→ **Your task**
Copy each line of the data below without any changes.

--- Listed entries ---

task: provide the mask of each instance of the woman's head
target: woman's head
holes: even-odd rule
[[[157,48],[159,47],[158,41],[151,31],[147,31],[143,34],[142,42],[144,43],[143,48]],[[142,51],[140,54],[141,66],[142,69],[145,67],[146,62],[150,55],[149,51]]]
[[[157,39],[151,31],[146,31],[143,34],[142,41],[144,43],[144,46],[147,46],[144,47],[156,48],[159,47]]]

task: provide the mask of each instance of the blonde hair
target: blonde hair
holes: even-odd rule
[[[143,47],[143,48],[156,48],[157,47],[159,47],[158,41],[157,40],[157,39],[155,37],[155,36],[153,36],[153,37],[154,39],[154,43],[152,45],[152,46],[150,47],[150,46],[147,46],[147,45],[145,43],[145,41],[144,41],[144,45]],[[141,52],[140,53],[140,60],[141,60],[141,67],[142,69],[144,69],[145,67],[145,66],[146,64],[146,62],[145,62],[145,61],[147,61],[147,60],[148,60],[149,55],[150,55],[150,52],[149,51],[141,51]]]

---

→ **Solution**
task: provide the mask of each instance of the woman's head
target: woman's head
holes: even-odd rule
[[[157,48],[159,47],[158,41],[151,31],[147,31],[143,34],[142,42],[144,43],[143,48]],[[142,51],[140,54],[141,66],[142,69],[145,67],[146,62],[150,55],[149,51]]]
[[[157,39],[151,31],[146,31],[143,34],[142,41],[144,43],[144,46],[147,46],[144,47],[156,48],[159,47]]]

task: provide the mask of each instance of the blonde hair
target: blonde hair
holes: even-odd rule
[[[143,47],[143,48],[156,48],[157,47],[159,47],[158,41],[157,40],[157,39],[155,37],[155,36],[153,36],[153,37],[154,39],[154,43],[152,45],[152,46],[150,47],[150,46],[147,46],[147,45],[145,43],[145,41],[144,41],[144,45]],[[141,52],[140,53],[140,60],[141,60],[141,67],[142,69],[144,69],[145,67],[145,66],[146,64],[146,62],[145,62],[145,61],[147,61],[147,60],[148,60],[149,55],[150,55],[150,52],[149,51],[141,51]]]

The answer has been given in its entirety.